§ **Exercise prompt**:
What this exercise calls for is an exact copy of the data.

[Saved entries]
————

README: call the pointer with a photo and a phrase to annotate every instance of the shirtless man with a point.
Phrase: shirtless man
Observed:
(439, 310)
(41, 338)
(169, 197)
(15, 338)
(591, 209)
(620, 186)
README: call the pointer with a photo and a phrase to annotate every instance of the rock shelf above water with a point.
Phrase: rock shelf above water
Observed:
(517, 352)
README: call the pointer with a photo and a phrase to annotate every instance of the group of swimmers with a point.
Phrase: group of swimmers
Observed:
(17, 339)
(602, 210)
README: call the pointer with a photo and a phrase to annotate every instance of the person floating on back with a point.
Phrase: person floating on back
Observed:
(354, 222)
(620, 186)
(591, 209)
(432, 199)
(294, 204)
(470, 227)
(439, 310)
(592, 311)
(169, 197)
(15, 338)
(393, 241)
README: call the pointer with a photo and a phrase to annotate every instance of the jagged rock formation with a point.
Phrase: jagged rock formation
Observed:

————

§ **Final answer**:
README: call the pointer with a photo and a phrase to annotate every instance of the shirtless man with a point.
Phrase: shirtless man
Observed:
(439, 310)
(41, 338)
(169, 197)
(15, 338)
(591, 209)
(620, 186)
README: call the pointer with a photo and a phrase to annotate every instance of the rock shelf above water with a point.
Phrase: rock shelf above water
Observed:
(517, 352)
README: call the pointer with a photo and a phrase to annotate every instance of the group of swimmers with a point.
Phrase: group of swimmers
Observed:
(17, 339)
(602, 210)
README: call the pointer with a photo and a phrase to annotate every instance of the person floating on back with a point.
Phrase: person floating on back
Observed:
(354, 222)
(620, 186)
(591, 209)
(432, 199)
(294, 204)
(470, 227)
(439, 310)
(592, 311)
(169, 197)
(15, 338)
(393, 241)
README: call the pointer with a photo and a phrase to annotate every instance of the jagged rock formation with a point.
Phrase: jagged rock formation
Observed:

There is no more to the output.